__Your instructions__
How many lines in the items below contain the string "point"? Give only the number.

__Data shown__

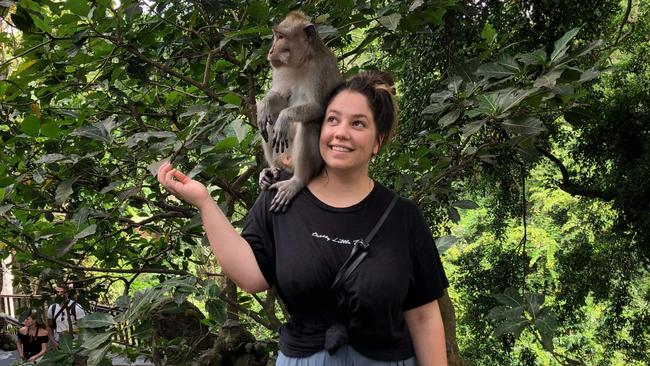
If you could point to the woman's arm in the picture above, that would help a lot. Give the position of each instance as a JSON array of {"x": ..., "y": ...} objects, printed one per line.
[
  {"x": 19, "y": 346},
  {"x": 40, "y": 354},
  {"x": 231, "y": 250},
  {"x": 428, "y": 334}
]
---
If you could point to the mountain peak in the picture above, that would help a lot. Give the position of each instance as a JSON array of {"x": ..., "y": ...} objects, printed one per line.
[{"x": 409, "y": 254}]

__Expected output__
2